## What you need to do:
Reproduce the data word for word, from its first line up to and including the line that contains "719,683,981,952". Omit the pictures.

## Dataset:
--------------------------------
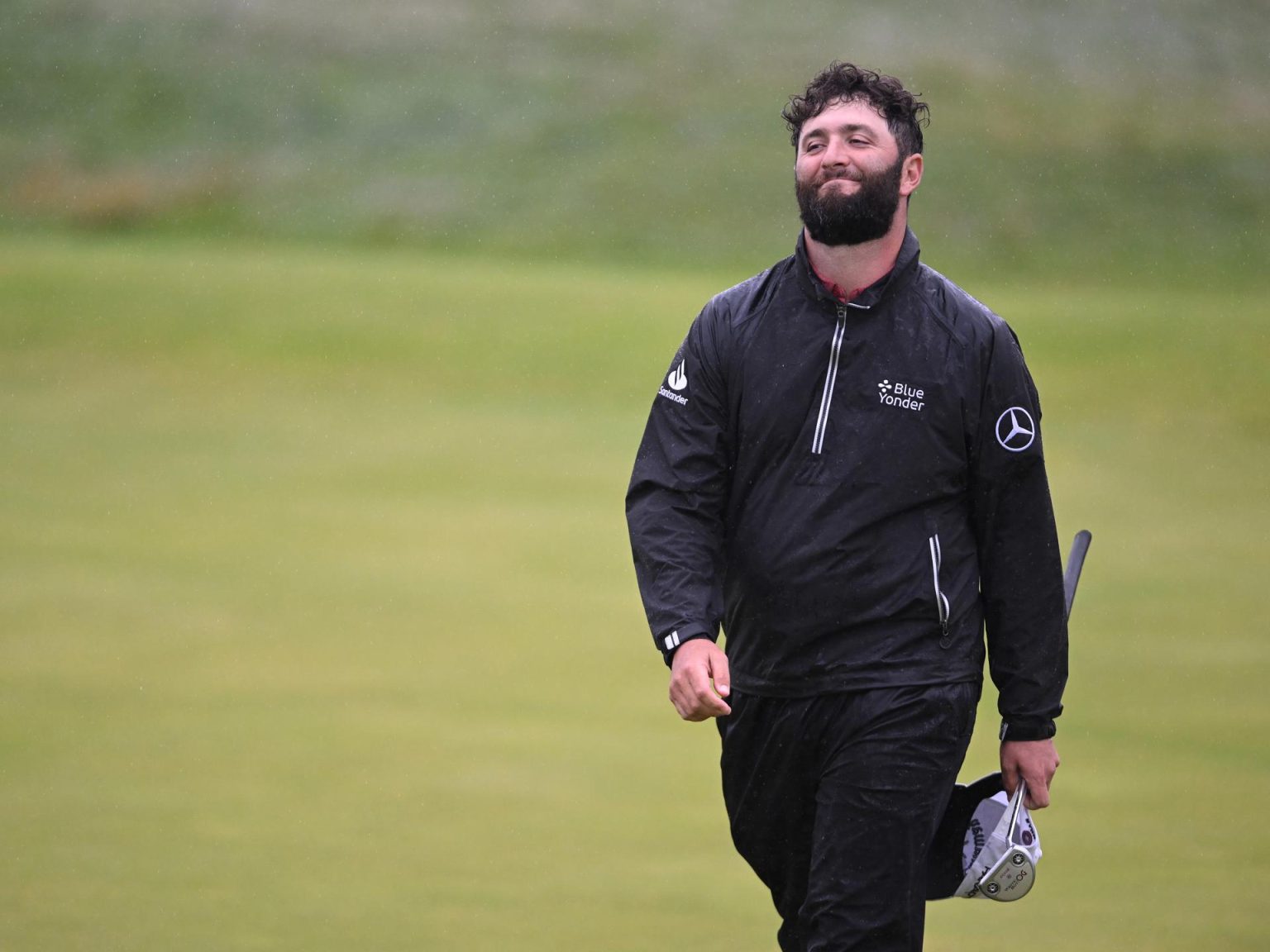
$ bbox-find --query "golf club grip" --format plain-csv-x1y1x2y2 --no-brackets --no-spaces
1063,530,1093,618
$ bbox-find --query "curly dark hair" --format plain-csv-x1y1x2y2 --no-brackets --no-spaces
781,60,929,159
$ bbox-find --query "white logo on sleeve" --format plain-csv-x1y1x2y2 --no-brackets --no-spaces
997,407,1036,453
656,360,689,407
666,360,689,390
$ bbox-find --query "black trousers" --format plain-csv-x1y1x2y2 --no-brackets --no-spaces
719,683,981,952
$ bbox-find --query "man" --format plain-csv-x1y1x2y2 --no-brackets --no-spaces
626,64,1067,952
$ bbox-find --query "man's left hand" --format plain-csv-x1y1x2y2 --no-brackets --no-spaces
1000,740,1058,810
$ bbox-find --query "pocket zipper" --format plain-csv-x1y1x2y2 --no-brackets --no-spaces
927,533,952,647
812,307,847,455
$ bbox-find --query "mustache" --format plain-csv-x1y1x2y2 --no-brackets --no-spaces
817,169,865,185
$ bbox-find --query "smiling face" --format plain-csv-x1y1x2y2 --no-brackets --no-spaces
794,100,922,245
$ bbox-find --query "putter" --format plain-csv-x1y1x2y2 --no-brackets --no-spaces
1063,530,1093,618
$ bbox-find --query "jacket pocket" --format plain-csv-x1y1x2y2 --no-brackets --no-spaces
926,532,952,647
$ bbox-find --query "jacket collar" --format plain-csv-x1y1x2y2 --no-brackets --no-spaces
794,228,921,311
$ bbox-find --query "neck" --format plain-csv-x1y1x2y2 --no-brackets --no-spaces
803,209,908,299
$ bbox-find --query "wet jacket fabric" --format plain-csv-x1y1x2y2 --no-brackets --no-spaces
626,231,1067,740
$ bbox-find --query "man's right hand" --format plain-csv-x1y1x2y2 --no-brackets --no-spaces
671,639,732,721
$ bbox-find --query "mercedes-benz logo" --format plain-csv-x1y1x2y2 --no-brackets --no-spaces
997,407,1036,453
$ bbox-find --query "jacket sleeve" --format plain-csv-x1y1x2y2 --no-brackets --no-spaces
626,305,729,664
969,319,1067,740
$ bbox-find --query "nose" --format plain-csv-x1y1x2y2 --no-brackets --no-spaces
820,137,847,168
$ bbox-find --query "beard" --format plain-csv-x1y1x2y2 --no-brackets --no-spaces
794,159,905,245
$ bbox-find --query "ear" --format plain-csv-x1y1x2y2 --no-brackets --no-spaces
899,152,922,198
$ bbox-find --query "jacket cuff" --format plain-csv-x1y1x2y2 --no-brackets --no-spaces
656,625,714,668
1000,717,1058,743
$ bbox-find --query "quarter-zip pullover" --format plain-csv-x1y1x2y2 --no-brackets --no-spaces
626,232,1067,739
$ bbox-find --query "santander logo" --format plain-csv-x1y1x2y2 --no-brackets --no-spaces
666,360,689,390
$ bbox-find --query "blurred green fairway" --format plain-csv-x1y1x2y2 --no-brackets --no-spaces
0,237,1270,952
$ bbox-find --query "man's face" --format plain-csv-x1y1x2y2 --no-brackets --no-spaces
794,102,921,245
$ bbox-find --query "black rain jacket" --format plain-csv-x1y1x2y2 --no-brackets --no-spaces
626,231,1067,740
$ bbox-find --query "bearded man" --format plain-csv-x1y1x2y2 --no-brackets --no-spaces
626,64,1067,952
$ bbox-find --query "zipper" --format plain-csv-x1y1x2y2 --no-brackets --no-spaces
812,305,847,455
927,533,952,647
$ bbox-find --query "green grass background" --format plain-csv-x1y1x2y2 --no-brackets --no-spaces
0,0,1270,952
0,236,1270,952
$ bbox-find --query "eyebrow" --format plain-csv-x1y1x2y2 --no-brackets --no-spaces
800,121,877,145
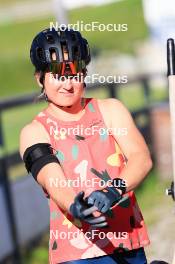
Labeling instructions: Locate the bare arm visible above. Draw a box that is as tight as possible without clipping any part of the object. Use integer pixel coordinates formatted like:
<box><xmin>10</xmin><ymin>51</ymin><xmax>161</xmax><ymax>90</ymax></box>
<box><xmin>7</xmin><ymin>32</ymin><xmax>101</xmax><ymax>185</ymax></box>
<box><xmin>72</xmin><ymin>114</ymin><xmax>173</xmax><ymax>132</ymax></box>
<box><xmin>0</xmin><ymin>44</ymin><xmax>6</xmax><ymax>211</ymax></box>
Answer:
<box><xmin>20</xmin><ymin>121</ymin><xmax>76</xmax><ymax>211</ymax></box>
<box><xmin>106</xmin><ymin>98</ymin><xmax>152</xmax><ymax>191</ymax></box>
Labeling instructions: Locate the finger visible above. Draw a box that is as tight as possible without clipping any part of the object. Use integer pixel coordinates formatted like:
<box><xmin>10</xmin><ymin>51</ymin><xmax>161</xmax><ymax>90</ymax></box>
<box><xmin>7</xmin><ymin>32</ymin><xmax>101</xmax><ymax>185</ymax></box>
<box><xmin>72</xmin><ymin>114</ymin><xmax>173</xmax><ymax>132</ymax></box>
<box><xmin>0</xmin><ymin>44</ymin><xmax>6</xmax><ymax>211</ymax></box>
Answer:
<box><xmin>87</xmin><ymin>196</ymin><xmax>95</xmax><ymax>205</ymax></box>
<box><xmin>85</xmin><ymin>216</ymin><xmax>106</xmax><ymax>224</ymax></box>
<box><xmin>82</xmin><ymin>206</ymin><xmax>98</xmax><ymax>217</ymax></box>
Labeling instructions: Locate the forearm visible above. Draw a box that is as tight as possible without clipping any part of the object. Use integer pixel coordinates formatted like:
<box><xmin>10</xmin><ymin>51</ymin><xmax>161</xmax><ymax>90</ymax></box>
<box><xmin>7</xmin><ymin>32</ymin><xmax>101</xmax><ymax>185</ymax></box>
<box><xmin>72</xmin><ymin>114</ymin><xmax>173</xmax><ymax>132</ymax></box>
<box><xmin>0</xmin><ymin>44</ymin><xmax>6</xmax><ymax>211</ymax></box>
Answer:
<box><xmin>119</xmin><ymin>152</ymin><xmax>152</xmax><ymax>192</ymax></box>
<box><xmin>37</xmin><ymin>163</ymin><xmax>76</xmax><ymax>211</ymax></box>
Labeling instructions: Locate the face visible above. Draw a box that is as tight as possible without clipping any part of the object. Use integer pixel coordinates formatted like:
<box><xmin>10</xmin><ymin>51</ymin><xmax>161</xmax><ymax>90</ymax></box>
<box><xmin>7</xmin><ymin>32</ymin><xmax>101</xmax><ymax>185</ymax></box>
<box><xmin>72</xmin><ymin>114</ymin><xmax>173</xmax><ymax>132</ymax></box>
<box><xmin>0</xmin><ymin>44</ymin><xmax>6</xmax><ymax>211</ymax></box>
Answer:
<box><xmin>44</xmin><ymin>72</ymin><xmax>84</xmax><ymax>106</ymax></box>
<box><xmin>36</xmin><ymin>52</ymin><xmax>84</xmax><ymax>106</ymax></box>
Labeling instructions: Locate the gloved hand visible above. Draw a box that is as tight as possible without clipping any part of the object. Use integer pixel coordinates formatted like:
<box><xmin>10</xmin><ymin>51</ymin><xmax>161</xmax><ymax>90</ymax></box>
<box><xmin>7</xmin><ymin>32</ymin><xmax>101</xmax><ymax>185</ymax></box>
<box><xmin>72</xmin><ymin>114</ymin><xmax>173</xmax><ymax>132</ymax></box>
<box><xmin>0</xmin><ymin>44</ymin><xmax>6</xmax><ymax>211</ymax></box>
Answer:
<box><xmin>69</xmin><ymin>191</ymin><xmax>108</xmax><ymax>227</ymax></box>
<box><xmin>86</xmin><ymin>186</ymin><xmax>122</xmax><ymax>213</ymax></box>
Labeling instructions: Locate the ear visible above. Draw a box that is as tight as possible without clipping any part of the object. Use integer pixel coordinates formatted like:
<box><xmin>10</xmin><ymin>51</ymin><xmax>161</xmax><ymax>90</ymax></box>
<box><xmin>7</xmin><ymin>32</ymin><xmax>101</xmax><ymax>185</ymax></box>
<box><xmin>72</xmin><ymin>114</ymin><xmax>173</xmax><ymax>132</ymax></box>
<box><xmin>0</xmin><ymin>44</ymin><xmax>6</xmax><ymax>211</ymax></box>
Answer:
<box><xmin>35</xmin><ymin>72</ymin><xmax>43</xmax><ymax>88</ymax></box>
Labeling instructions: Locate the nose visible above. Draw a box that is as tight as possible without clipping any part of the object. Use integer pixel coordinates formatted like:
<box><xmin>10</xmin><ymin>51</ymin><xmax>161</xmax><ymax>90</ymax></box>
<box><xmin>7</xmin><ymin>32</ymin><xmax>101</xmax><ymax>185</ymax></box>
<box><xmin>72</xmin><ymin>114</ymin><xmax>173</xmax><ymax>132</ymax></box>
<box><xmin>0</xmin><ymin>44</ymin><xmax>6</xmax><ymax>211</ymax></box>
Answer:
<box><xmin>64</xmin><ymin>78</ymin><xmax>73</xmax><ymax>91</ymax></box>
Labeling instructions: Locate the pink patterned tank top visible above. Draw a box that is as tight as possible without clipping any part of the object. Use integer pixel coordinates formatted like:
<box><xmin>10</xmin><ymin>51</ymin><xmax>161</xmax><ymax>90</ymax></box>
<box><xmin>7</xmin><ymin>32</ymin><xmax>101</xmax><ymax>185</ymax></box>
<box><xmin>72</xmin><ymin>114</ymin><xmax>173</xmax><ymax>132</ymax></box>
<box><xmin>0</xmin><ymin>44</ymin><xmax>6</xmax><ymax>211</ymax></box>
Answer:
<box><xmin>35</xmin><ymin>98</ymin><xmax>150</xmax><ymax>264</ymax></box>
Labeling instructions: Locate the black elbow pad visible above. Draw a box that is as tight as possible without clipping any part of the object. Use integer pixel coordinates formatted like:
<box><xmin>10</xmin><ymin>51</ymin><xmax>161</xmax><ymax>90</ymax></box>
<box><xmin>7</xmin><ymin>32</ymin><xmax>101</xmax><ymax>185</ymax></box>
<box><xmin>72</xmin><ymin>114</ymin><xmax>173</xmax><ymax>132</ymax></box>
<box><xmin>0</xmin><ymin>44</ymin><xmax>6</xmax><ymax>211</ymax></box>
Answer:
<box><xmin>23</xmin><ymin>143</ymin><xmax>60</xmax><ymax>181</ymax></box>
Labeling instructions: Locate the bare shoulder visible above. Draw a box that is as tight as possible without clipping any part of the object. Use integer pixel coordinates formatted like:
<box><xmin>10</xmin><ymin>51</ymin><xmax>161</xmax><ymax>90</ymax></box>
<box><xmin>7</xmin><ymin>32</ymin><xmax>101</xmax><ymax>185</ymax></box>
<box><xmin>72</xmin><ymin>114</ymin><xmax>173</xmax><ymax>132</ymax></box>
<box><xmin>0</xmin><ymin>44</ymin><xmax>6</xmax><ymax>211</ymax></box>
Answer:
<box><xmin>19</xmin><ymin>120</ymin><xmax>50</xmax><ymax>157</ymax></box>
<box><xmin>97</xmin><ymin>98</ymin><xmax>126</xmax><ymax>111</ymax></box>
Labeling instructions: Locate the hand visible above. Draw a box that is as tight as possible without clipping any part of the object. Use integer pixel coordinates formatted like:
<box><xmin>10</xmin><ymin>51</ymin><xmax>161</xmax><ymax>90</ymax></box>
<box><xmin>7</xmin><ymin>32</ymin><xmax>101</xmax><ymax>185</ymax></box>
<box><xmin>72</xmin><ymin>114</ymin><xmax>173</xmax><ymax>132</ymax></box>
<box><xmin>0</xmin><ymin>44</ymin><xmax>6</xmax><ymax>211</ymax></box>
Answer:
<box><xmin>86</xmin><ymin>186</ymin><xmax>122</xmax><ymax>213</ymax></box>
<box><xmin>69</xmin><ymin>191</ymin><xmax>108</xmax><ymax>227</ymax></box>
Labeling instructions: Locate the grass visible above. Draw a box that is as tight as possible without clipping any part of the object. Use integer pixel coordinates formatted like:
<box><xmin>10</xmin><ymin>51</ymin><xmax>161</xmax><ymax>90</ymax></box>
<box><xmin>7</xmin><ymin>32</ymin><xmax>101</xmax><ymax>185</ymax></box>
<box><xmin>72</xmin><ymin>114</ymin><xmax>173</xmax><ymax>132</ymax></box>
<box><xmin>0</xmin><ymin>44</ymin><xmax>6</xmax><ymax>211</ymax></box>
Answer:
<box><xmin>19</xmin><ymin>169</ymin><xmax>169</xmax><ymax>264</ymax></box>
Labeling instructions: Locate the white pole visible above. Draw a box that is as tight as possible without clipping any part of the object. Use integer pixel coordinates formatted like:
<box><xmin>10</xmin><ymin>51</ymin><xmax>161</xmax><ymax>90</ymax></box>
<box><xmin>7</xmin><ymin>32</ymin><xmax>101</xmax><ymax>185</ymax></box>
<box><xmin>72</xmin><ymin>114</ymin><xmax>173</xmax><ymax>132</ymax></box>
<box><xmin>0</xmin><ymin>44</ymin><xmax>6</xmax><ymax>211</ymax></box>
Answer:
<box><xmin>167</xmin><ymin>39</ymin><xmax>175</xmax><ymax>264</ymax></box>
--------------------------------
## Problem solution:
$ bbox-find --query "golf club grip" --format plain-csv-x1y1x2y2 --no-brackets --no-spaces
1063,530,1093,618
$ bbox-find --query "curly dark hair" --format plain-csv-x1y1x2y2 --no-brackets --no-spaces
781,60,929,159
$ bbox-find --query "white logo on sleeve" --format plain-csv-x1y1x2y2 --no-brackets --no-spaces
997,407,1036,453
656,360,689,407
666,360,689,390
$ bbox-find --query "black trousers" --format plain-csv-x1y1x2y2 --no-brackets --no-spaces
719,683,981,952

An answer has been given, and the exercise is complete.